(Saved entries)
■ ■ ■ ■

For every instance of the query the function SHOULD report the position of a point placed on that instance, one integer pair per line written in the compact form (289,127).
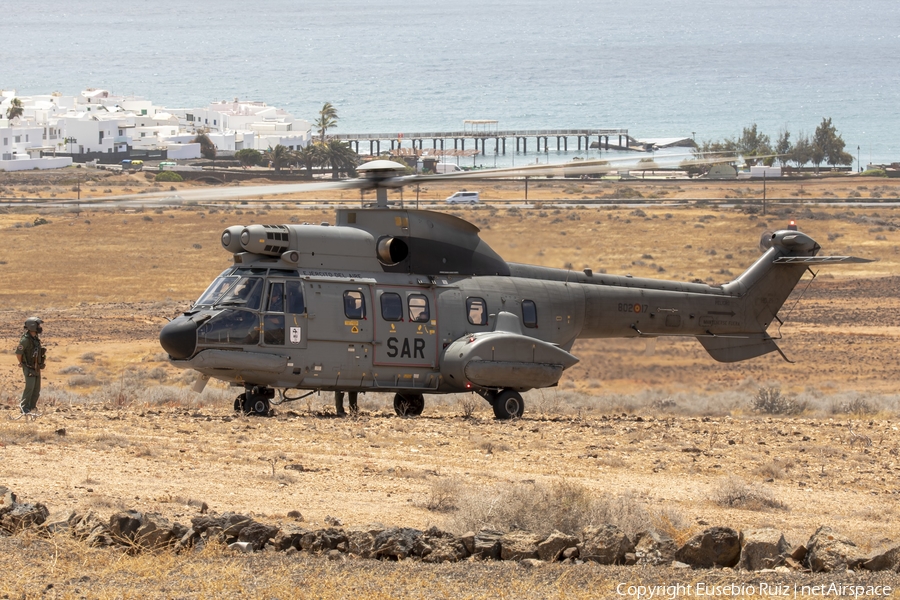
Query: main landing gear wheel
(409,405)
(252,404)
(258,406)
(508,404)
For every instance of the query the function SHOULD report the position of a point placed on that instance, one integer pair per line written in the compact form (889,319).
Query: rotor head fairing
(231,239)
(392,250)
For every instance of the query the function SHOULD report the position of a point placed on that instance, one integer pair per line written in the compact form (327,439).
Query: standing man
(31,357)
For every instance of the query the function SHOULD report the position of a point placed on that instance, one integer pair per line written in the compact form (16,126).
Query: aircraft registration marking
(633,308)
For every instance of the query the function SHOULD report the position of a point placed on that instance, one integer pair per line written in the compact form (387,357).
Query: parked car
(464,198)
(446,168)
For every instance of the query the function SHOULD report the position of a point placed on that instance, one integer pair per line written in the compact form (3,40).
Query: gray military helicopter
(414,302)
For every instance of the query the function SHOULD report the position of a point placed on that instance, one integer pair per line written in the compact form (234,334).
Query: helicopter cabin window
(247,293)
(276,297)
(273,330)
(391,307)
(354,305)
(529,313)
(477,309)
(235,327)
(418,308)
(294,293)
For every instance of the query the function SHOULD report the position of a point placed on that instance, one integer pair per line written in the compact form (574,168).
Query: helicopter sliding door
(405,326)
(340,333)
(284,317)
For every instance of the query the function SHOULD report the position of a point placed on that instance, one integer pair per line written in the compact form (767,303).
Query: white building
(97,121)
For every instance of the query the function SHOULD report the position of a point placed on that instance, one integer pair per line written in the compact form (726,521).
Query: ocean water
(658,68)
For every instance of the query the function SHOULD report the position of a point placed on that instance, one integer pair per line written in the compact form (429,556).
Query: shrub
(564,505)
(169,176)
(733,492)
(770,401)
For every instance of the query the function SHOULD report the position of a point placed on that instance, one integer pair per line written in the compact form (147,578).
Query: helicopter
(413,302)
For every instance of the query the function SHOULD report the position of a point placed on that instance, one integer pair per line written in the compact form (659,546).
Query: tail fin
(763,289)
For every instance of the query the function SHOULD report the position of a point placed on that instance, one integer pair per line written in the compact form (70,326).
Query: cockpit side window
(477,311)
(216,290)
(418,308)
(246,293)
(354,305)
(295,304)
(391,307)
(230,327)
(529,313)
(276,296)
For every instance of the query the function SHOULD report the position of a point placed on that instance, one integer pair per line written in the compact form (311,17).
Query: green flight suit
(31,351)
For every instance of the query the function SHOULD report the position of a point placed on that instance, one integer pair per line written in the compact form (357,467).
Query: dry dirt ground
(660,428)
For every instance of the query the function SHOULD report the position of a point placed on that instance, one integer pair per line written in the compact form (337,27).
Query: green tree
(248,157)
(327,120)
(830,144)
(753,143)
(783,147)
(801,152)
(15,109)
(207,148)
(340,157)
(280,156)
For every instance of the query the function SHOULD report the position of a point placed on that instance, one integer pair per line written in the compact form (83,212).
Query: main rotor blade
(243,192)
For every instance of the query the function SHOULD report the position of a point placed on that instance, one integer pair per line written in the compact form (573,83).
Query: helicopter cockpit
(242,307)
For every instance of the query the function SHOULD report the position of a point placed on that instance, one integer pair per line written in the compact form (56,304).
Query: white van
(446,168)
(464,198)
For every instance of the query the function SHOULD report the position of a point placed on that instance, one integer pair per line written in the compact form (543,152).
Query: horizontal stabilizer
(731,349)
(819,260)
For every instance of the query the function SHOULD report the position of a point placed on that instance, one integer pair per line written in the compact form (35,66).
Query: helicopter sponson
(414,302)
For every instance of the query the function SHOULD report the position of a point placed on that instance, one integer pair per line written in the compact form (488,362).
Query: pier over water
(482,133)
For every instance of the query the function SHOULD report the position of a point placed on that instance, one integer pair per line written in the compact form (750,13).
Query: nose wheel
(508,404)
(255,401)
(409,405)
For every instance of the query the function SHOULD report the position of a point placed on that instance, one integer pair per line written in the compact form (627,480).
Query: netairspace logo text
(739,590)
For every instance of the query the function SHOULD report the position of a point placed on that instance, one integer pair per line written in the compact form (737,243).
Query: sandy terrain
(661,425)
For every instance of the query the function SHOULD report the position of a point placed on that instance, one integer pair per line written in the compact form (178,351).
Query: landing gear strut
(255,401)
(409,405)
(339,403)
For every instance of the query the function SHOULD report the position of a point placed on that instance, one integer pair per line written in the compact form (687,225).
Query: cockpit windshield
(247,293)
(216,290)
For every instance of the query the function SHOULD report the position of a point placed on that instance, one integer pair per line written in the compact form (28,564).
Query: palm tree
(340,157)
(327,120)
(279,156)
(310,155)
(15,109)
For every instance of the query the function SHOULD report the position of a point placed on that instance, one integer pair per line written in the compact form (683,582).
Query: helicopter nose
(179,338)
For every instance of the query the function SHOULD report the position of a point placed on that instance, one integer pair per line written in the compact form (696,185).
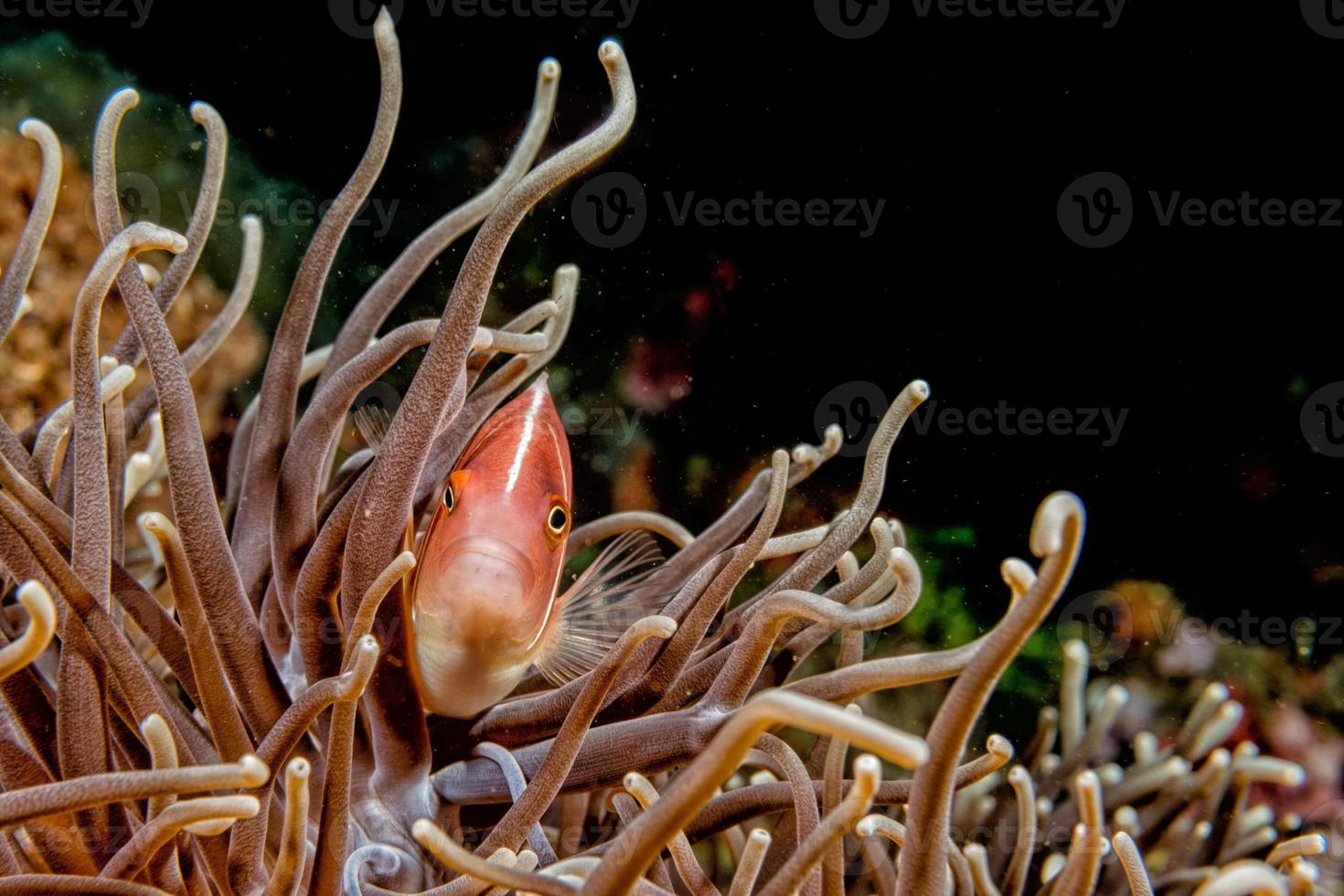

■ ■ ■ ■

TASK DETAILS
Retype each line above exactly and leave out any picture.

EXERCISE OUTPUT
For every instance of the query the function SHOULD report the position of a point placed on that instance, one integer pair per line written in the compact form (289,127).
Query: main landing gear wheel
(409,405)
(252,404)
(258,406)
(508,404)
For every instance of the query the function SHOULD report the position of a point placed on that instance, one integer pair per line written in the compact form (889,319).
Query: rotor head fairing
(231,239)
(392,250)
For every instance of the query the function SHOULD report the position of a point placed on that instance, one integer pair per line written in the compact form (327,439).
Query: standing man
(31,357)
For every instance of the query the function SHOULD report the position of a point placed on that instance, one integer pair per line written in the compact form (16,126).
Query: aircraft registration marking
(633,308)
For every instance of the query the function SHOULD report the position of a point placed on that instance, one integer pair per line written in the compact form (387,357).
Query: parked car
(464,198)
(446,168)
For every instance of the query the function SHOULD report the position of a point placed on that instance, one integer pair per line written in the compact form (3,40).
Query: gray military helicopter
(414,302)
For every instance of the query the function SHOULD report the position of a point placed on that instance, one integer pair per line written in the compact form (234,334).
Query: helicopter cabin window
(247,293)
(276,297)
(273,330)
(391,307)
(354,305)
(529,313)
(477,309)
(235,327)
(418,308)
(294,293)
For every instance of the query the function SHOULD report the position of a point placed on that instance, one integer pair per line written in the compact form (574,168).
Query: helicopter sliding door
(405,326)
(340,333)
(284,317)
For every instance of the query the function SHOULD report the position of a point placed on that instance, one integer pair per line written in the compact form (767,303).
Query: white building
(97,121)
For every instance of the query the function SHOULD report the position of a point placed on that instance, one integer pair per line written in the compact form (726,521).
Query: ocean water
(658,68)
For every instance of the query the function SHOULD report the position of a point placed on that instance, one integer pair per line written in the compact form (429,556).
Query: shrub
(564,505)
(169,176)
(733,492)
(770,401)
For every instance of the query the function SHOULD report the position of a point placed on that instance, one integer pair per line written in the compact form (147,578).
Query: helicopter
(413,302)
For every instance of the query the function SHOULD report the position of a point placed on that instance, one integer pair per line written in the compact form (659,546).
Query: tail fin
(763,289)
For every instance of the query the function SHOULD report the position of a point placed on that instance, one integer pair per line written in the compact form (70,326).
Query: cockpit side window
(477,311)
(216,290)
(418,308)
(246,293)
(354,305)
(295,304)
(391,307)
(230,327)
(529,313)
(276,296)
For every instance of the query the function SHOULD report the position of a point placed on that instance, one integer pair per line written in the compact form (311,17).
Query: green flight suit
(31,351)
For every instance of the query the function SHOULD report the position of a point placed on that instance, one integer pair per line written in the compact form (357,467).
Query: dry dirt ground
(660,428)
For every instance of the query the function SHOULD report the position of a point placed on that instance, one integer pair per line written in the compact form (337,27).
Query: green tree
(248,157)
(327,120)
(830,144)
(753,143)
(783,147)
(801,152)
(15,109)
(207,148)
(340,157)
(280,156)
For every instance of the query the function SHOULD report the position of a point placed on that instance, one integer pair per line written in the compact form (83,212).
Query: main rotor blade
(243,192)
For every instance of the query the function SHOULD report the position of a point placed on that instance, one integer pair per line written in the compact form (573,83).
Query: helicopter cockpit
(242,307)
For every instance of the query the function SHOULD report the position of a point placed on that instance, one integer pair per line written in the compact form (56,304).
Query: white van
(446,168)
(464,198)
For every instance of the query the function SHOULD report the position of a point placed on that instance, one integer pair per line written in the compact form (543,152).
Query: horizontal stabilizer
(731,349)
(819,260)
For every instance of the query the function SHOULD report the position of a point placed on that instance, one integer pair per line written in the compact form (35,66).
Query: helicopter sponson
(414,302)
For every instance of the query the function SHOULD report the position of a point placed on that instance, one integer pair per line written in the compact form (488,362).
Query: pier over water
(482,133)
For every instance of the query the function SHOULD report the position of a point placed on that instance, one integer pair per line written in the compact form (750,13).
Query: nose wheel
(508,404)
(255,401)
(409,405)
For every instance of the query the function SHOULD report the position of a point placed on that instance, one integer pair per line written in the compact form (627,480).
Query: netairspace logo text
(739,590)
For every instance of the query the function SHOULD report the position of a point placed on that instance, one integer pair per line written in the compact form (737,243).
Query: sandy terrain
(661,425)
For every instance of the query the function SHOULD report the position of a point placed on that instance, one integer pair per line written in the compact form (178,351).
Query: landing gear strut
(255,401)
(409,405)
(339,403)
For every instance of the query the function SHOULD report the position of a point placed on that instance, one integer pair per line written in the compact form (687,225).
Query: cockpit windshield
(247,293)
(216,290)
For every instance of the query the function SHOULD report the position of a point placed on that instance, one integer pair per line written in the compact form (28,564).
Query: palm tree
(340,157)
(327,120)
(279,156)
(310,155)
(15,109)
For every instance of the query the function SHOULD report the position of a point placed on that instance, one integer pair per line written in the compact form (683,582).
Query: helicopter nose
(179,338)
For every instance of the query the function SHOULD report the position of a point placed on that instance, one integer pair per line written in the compact form (696,185).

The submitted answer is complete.